Copy all of the records below line for line, changing nothing.

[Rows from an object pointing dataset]
>> BEGIN

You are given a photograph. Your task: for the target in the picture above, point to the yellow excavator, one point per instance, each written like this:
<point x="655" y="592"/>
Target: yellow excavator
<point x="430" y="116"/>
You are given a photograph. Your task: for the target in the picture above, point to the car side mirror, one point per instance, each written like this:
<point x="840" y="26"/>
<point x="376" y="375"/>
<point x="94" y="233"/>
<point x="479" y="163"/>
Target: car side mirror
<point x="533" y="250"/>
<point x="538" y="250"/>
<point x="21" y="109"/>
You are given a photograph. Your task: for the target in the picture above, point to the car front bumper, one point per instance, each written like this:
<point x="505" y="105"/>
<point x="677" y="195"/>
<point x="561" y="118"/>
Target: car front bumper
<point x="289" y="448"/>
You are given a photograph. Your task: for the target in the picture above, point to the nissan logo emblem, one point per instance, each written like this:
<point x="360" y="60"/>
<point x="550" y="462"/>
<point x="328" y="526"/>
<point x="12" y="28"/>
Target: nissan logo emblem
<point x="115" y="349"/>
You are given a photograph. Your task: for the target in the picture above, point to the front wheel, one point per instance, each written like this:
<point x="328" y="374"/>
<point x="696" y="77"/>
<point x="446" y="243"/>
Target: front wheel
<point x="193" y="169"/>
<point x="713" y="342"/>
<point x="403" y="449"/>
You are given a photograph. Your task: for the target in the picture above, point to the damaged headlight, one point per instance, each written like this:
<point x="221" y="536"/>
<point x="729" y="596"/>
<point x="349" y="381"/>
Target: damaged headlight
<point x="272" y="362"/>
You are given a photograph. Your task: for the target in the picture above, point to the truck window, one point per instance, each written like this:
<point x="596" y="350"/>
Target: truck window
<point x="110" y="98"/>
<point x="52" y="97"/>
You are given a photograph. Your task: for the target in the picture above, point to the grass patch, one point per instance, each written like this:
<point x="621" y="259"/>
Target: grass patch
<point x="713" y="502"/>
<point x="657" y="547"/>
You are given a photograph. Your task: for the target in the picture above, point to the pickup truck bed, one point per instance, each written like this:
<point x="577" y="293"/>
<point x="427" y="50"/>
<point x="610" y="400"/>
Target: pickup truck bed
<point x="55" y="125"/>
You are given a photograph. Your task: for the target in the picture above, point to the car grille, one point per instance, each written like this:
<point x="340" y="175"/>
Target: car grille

>> END

Reply to the task:
You are given a photograph. Your task: for the target in the picture above, point to the yellow excavator, one point per instance, each written like this:
<point x="655" y="592"/>
Target: yellow excavator
<point x="430" y="116"/>
You are given a photograph. Your task: for the target in the picture above, point to the car side mirror, one point per instance, each written like this:
<point x="840" y="26"/>
<point x="376" y="375"/>
<point x="94" y="233"/>
<point x="479" y="163"/>
Target: car side mirror
<point x="533" y="250"/>
<point x="538" y="250"/>
<point x="21" y="109"/>
You are given a photograph. Your task: for the target in the picture above, point to the car front bumper, one point per instance, each written like this:
<point x="505" y="105"/>
<point x="677" y="195"/>
<point x="561" y="118"/>
Target: car front bumper
<point x="289" y="448"/>
You are given a photograph. Your task: for the target in the picture above, point to the nissan logo emblem, one point per instance, each written like this:
<point x="360" y="60"/>
<point x="550" y="462"/>
<point x="328" y="526"/>
<point x="12" y="28"/>
Target: nissan logo emblem
<point x="115" y="349"/>
You are given a photograph. Your task: for the target in the picture above, point to the front wheel, one point per instance, each written like this:
<point x="328" y="374"/>
<point x="696" y="77"/>
<point x="446" y="243"/>
Target: front wheel
<point x="193" y="169"/>
<point x="713" y="342"/>
<point x="403" y="449"/>
You are given a photograph. Your task: for the target in the picture above, point to the damaged headlight, one point per instance, each written like this:
<point x="221" y="536"/>
<point x="729" y="596"/>
<point x="349" y="381"/>
Target: damaged headlight
<point x="272" y="362"/>
You are given a photograph. Your task: for the target in the picture above, point to the truck window, one point per instance, each written like this:
<point x="596" y="350"/>
Target: truck window
<point x="110" y="98"/>
<point x="52" y="97"/>
You are given a photograph. Your task: for the target in the picture above, point to the grass patch, one point per instance, each written like this:
<point x="621" y="259"/>
Target: grass patch
<point x="713" y="502"/>
<point x="657" y="547"/>
You are given a photograph. Your task: for the target in the picture above, point to the pickup truck bed, one point per instance, each written like this:
<point x="577" y="293"/>
<point x="427" y="50"/>
<point x="610" y="400"/>
Target: pickup truck bed
<point x="55" y="125"/>
You are given a photograph. Your task: for the target in the picture above, point to the car grille, one point per instance, each written like this:
<point x="340" y="175"/>
Target: car grille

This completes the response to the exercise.